Listed records:
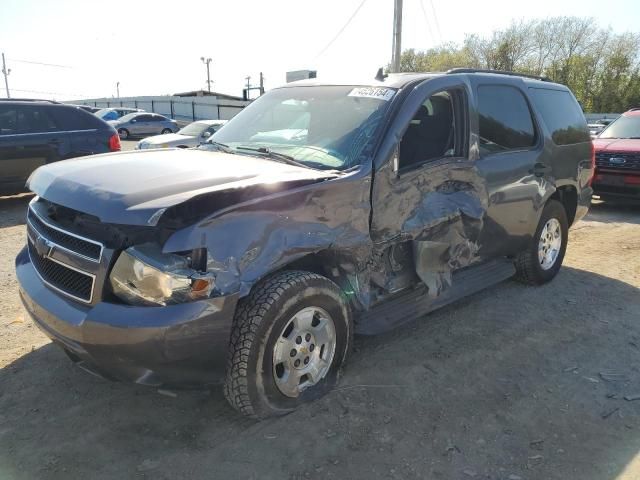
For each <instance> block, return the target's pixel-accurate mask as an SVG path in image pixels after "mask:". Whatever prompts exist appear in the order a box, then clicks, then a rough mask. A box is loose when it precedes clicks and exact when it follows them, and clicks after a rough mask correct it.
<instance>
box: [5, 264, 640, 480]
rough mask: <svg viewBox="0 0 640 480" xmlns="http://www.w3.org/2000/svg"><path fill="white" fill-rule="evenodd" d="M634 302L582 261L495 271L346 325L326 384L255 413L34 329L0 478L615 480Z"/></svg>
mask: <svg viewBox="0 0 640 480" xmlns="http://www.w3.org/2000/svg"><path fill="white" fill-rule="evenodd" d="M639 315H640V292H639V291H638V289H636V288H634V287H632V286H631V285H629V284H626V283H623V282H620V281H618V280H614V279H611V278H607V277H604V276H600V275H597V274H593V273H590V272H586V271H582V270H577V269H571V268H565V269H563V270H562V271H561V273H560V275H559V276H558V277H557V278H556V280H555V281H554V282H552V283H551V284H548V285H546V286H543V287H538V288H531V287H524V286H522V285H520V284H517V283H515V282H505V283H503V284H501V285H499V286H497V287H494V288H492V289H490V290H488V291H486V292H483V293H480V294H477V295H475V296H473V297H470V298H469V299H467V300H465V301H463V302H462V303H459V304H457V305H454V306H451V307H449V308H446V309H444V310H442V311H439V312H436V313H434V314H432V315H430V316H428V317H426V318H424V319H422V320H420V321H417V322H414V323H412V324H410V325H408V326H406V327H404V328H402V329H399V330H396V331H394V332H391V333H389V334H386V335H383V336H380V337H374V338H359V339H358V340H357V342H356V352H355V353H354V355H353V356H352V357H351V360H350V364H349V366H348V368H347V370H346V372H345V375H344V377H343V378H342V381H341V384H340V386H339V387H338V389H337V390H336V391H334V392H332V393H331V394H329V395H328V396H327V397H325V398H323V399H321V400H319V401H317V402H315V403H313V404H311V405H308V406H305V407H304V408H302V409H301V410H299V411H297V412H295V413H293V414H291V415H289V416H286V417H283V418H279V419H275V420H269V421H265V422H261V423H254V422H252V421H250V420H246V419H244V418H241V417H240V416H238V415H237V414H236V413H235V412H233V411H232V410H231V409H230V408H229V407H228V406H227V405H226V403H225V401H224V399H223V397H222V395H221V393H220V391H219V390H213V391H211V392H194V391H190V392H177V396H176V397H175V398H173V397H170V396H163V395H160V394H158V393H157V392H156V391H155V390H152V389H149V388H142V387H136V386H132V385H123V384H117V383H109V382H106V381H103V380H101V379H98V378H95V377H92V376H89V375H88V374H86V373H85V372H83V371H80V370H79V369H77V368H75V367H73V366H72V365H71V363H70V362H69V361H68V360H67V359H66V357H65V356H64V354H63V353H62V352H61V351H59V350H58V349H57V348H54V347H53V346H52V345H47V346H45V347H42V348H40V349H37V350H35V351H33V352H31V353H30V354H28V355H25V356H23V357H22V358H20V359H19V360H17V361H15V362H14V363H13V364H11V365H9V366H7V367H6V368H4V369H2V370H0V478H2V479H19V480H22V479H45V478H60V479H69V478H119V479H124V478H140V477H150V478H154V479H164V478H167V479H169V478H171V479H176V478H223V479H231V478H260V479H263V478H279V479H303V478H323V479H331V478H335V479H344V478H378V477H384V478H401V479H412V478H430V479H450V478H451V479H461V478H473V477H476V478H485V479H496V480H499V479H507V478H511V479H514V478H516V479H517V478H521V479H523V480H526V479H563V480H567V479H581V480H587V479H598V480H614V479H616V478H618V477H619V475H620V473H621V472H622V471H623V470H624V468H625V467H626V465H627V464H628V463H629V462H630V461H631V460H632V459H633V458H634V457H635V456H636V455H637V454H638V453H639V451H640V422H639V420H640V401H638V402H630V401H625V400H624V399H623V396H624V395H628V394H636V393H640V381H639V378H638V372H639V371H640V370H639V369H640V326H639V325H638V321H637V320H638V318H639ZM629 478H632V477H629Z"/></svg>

* * *

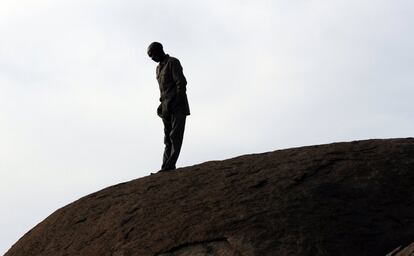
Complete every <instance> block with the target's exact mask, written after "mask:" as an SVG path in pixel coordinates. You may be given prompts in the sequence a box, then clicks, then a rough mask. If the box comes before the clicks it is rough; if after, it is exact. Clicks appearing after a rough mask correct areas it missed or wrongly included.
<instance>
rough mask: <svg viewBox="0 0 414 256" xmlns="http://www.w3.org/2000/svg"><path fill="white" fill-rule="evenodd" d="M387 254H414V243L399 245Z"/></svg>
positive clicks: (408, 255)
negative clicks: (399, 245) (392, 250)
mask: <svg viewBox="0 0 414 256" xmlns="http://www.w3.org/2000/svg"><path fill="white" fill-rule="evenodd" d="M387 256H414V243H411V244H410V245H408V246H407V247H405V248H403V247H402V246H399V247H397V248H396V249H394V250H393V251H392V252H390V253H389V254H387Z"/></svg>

Directive:
Write the lines in Block 1, from the line containing "For each <instance>" up to and including the line containing "302L582 261L495 271L346", as a JSON list of strings with one string per line and no blank lines.

Solved problem:
[
  "For each <instance> block, return the target's pixel-accurate mask as an SVG path in image pixels after \"mask:\". Whatever prompts exist appear in the order a box, then clicks, then a rough mask. A box is loose when it precedes clicks and exact when it follows them, and clicks after a rough mask correct it.",
  "<instance>",
  "box: [5, 264, 640, 480]",
  "rough mask: <svg viewBox=\"0 0 640 480\" xmlns=\"http://www.w3.org/2000/svg\"><path fill=\"white\" fill-rule=\"evenodd\" d=\"M634 302L582 261L495 271L346 325L326 384L255 413L34 329L0 478L615 480Z\"/></svg>"
]